Directions for this task:
Report each line of the material below that contains the string "shorts", copying every such line in full. Matching is case-sensitive.

## START Listing

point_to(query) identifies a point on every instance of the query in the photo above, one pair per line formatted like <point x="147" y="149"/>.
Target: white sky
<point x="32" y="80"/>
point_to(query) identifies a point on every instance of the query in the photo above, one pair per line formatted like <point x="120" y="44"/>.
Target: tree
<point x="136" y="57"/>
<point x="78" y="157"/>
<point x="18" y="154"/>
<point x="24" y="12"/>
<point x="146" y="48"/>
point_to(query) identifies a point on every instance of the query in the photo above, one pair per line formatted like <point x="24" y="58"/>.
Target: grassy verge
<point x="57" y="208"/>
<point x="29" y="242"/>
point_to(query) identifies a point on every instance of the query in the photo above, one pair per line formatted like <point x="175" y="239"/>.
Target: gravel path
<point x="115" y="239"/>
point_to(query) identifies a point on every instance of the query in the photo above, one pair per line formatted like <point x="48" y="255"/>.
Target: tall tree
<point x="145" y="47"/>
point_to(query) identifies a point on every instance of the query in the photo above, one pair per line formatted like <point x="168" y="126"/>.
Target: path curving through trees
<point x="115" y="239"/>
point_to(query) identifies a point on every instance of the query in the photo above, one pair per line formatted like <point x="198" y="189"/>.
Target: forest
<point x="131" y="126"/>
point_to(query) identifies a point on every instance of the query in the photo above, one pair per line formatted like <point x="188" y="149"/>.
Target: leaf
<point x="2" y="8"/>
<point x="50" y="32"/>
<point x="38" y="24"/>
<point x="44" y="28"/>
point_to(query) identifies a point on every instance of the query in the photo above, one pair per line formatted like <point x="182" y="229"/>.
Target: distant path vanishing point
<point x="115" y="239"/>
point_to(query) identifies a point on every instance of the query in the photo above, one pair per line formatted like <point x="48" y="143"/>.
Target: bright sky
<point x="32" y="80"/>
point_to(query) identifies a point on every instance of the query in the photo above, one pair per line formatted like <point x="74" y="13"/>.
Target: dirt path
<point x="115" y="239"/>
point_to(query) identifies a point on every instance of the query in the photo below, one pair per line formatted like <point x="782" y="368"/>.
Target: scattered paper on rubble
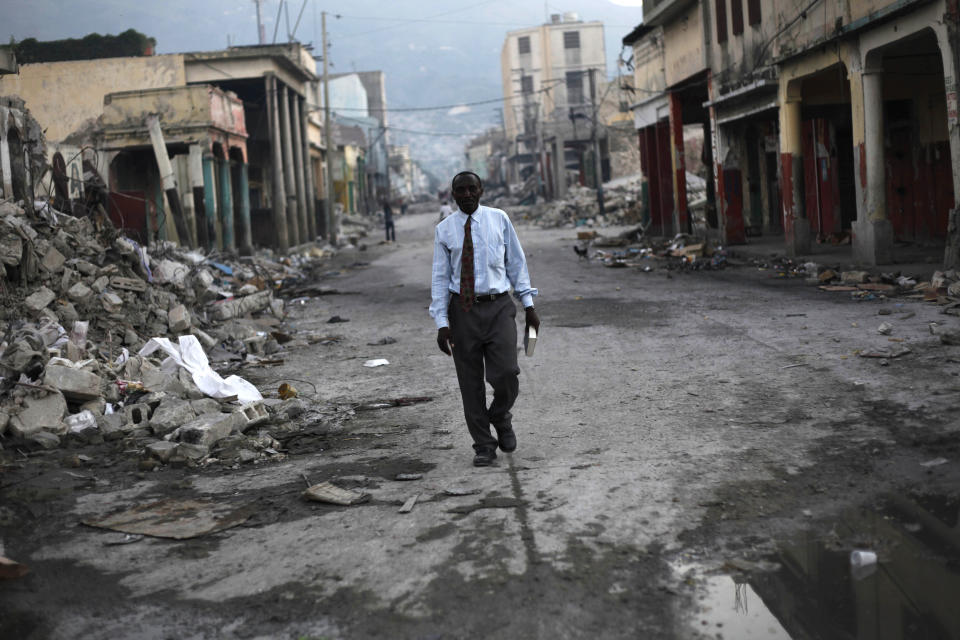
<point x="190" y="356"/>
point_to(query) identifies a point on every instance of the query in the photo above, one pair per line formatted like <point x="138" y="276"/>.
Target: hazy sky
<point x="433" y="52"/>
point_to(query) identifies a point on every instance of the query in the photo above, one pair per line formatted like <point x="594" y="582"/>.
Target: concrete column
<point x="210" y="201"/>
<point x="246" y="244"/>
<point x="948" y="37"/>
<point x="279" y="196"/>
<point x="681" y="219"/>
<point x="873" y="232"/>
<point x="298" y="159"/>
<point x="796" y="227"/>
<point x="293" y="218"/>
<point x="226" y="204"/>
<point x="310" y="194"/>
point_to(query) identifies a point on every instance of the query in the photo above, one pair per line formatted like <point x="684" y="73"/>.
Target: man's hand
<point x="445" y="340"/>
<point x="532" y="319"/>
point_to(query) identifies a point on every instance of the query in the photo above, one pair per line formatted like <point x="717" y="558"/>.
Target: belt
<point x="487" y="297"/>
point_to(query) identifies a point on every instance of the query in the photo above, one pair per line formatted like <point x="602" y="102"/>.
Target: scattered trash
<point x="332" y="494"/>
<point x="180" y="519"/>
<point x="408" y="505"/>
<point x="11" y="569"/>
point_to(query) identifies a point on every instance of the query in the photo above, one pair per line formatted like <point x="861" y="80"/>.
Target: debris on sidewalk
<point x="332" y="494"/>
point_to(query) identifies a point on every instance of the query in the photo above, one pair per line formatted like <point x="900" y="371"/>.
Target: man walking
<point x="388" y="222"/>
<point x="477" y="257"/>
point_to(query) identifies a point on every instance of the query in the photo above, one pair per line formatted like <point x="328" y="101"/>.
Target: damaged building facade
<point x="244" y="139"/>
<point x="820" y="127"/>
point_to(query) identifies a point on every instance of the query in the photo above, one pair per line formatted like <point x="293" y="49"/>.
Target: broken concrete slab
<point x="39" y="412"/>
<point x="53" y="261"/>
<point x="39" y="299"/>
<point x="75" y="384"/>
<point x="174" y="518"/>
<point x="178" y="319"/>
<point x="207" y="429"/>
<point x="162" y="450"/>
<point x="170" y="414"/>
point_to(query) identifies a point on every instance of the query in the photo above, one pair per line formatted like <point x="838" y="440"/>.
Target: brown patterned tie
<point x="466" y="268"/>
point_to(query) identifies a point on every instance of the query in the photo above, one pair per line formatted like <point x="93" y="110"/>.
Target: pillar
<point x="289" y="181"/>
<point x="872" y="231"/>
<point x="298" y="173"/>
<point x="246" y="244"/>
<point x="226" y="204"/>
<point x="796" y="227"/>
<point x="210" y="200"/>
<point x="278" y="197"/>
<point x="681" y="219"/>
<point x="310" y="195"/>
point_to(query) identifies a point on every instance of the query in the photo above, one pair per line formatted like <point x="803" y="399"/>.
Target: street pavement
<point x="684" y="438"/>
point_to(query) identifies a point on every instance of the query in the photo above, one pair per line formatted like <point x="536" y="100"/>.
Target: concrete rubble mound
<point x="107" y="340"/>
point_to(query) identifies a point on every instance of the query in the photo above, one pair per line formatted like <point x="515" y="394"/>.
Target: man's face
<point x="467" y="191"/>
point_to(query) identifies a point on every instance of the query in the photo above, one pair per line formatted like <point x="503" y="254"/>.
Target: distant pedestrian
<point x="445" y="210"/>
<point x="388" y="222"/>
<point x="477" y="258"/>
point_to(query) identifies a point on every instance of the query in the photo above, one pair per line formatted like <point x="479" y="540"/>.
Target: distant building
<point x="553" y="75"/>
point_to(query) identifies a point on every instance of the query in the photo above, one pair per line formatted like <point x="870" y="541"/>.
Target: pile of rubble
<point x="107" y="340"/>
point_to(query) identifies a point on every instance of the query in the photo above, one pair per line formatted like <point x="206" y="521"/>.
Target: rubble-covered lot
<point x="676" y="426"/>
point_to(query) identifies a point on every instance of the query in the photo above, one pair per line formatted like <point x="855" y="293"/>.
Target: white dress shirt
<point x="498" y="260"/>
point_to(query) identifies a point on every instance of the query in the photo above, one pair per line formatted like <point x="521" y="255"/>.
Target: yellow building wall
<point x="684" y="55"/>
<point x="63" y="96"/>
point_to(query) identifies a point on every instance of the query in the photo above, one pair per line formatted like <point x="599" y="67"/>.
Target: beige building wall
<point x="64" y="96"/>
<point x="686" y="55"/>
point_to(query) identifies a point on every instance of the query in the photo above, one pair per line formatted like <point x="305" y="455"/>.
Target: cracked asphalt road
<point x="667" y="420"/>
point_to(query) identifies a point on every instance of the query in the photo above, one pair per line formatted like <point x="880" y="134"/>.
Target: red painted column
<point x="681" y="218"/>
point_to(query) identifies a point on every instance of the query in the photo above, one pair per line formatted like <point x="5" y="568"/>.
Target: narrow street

## END Listing
## START Listing

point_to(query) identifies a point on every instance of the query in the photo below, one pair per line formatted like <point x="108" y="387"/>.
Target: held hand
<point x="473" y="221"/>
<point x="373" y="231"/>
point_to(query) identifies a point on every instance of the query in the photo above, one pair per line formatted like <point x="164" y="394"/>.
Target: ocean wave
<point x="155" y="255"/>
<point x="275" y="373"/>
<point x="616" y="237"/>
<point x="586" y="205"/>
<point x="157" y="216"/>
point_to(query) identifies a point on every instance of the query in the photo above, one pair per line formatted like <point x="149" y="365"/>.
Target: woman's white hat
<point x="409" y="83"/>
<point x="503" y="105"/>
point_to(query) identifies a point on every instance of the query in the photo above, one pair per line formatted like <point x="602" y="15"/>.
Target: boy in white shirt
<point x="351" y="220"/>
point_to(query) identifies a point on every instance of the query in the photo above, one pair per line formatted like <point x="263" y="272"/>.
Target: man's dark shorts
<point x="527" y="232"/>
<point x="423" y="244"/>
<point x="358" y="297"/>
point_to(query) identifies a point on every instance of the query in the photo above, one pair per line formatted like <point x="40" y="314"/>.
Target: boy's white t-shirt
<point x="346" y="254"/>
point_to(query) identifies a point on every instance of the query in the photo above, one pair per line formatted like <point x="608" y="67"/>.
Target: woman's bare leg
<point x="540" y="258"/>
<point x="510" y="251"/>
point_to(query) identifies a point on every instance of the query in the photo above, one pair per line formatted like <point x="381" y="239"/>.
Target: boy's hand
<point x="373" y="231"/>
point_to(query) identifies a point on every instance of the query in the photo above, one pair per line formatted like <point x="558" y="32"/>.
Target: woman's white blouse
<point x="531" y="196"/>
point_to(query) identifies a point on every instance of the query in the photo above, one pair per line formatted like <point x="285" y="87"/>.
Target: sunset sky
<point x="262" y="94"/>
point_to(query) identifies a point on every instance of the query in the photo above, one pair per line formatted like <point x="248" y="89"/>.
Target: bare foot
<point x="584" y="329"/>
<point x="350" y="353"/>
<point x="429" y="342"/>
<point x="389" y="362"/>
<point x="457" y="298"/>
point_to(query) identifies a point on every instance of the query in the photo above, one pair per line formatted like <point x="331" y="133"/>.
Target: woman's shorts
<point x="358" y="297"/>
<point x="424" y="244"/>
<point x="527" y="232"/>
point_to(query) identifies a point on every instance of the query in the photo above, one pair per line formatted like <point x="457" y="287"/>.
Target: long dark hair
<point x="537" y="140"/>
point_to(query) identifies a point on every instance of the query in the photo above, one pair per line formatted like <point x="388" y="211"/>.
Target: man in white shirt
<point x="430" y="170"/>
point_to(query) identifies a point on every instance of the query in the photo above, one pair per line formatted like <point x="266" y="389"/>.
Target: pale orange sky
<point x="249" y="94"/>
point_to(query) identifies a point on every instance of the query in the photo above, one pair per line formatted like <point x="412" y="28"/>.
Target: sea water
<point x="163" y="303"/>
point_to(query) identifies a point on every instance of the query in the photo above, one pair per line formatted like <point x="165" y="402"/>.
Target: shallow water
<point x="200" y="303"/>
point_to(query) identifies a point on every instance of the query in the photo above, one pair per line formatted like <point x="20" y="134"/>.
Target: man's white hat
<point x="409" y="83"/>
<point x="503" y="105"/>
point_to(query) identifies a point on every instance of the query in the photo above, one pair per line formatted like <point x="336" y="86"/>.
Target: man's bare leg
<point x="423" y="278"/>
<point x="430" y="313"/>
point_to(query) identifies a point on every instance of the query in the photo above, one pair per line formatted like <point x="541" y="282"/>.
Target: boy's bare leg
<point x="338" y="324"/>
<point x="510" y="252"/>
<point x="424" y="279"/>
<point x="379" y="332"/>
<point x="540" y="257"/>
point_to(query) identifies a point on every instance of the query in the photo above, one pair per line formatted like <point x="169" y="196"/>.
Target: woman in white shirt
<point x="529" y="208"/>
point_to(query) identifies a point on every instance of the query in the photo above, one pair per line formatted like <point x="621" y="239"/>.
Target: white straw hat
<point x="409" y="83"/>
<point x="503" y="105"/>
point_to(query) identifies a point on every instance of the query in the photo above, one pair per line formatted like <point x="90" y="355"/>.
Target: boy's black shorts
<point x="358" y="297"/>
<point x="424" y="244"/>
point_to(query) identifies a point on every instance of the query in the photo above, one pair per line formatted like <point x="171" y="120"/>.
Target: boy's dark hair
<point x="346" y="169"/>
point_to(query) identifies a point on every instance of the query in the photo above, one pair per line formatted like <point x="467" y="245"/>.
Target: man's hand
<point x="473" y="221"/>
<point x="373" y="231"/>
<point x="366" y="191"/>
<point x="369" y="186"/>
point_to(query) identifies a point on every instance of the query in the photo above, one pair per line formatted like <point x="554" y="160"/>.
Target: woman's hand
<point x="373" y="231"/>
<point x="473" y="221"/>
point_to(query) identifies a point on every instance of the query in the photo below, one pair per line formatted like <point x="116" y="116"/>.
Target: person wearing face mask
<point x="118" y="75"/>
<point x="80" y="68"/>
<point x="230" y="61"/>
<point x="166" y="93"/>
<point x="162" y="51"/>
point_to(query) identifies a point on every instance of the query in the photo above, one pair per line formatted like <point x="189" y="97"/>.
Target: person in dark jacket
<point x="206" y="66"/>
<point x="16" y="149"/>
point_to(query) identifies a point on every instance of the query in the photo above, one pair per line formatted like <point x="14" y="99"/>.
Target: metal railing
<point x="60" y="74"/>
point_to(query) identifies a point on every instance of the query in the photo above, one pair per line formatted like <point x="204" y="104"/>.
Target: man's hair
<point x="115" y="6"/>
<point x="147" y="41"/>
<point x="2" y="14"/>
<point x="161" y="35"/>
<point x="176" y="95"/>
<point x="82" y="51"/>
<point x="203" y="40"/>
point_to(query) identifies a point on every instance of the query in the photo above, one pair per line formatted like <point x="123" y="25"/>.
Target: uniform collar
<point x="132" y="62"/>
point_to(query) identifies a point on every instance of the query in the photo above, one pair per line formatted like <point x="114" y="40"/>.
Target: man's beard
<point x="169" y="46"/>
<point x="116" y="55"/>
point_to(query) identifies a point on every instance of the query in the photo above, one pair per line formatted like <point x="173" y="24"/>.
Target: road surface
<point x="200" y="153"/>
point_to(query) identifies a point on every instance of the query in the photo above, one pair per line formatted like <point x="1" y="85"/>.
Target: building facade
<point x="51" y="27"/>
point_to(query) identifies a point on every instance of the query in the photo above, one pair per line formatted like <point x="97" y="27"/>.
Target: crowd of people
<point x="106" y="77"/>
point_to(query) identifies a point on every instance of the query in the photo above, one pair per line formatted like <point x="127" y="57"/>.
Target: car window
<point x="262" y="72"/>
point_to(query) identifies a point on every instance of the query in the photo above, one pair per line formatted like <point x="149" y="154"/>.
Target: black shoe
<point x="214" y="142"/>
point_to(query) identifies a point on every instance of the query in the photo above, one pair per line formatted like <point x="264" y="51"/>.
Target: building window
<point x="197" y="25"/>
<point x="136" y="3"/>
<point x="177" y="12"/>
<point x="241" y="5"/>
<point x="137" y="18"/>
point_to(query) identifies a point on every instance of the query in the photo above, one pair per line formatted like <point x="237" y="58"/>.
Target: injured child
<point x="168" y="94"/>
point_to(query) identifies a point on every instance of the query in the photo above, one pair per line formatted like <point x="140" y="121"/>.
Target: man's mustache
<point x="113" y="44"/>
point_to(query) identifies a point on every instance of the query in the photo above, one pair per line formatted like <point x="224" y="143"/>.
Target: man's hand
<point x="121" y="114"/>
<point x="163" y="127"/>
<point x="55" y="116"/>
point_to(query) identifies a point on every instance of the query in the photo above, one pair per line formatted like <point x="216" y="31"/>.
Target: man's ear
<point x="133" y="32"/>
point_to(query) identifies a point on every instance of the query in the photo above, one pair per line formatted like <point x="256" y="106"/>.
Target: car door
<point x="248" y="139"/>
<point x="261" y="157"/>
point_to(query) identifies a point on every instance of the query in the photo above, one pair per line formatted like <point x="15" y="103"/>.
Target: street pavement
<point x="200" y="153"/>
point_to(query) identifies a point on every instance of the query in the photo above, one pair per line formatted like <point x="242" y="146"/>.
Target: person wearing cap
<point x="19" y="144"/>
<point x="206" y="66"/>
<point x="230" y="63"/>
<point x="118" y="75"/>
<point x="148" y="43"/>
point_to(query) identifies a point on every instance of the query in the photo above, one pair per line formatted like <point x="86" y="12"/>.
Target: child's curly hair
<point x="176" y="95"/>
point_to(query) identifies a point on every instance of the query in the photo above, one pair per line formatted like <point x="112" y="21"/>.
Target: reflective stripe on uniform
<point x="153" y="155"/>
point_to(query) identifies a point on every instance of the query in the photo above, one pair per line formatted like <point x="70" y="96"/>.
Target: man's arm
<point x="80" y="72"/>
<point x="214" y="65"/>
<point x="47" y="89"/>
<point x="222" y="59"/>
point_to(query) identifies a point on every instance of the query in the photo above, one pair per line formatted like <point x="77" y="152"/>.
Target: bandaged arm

## END Listing

Response:
Target: man's dark shorts
Target: woman's shorts
Target: boy's black shorts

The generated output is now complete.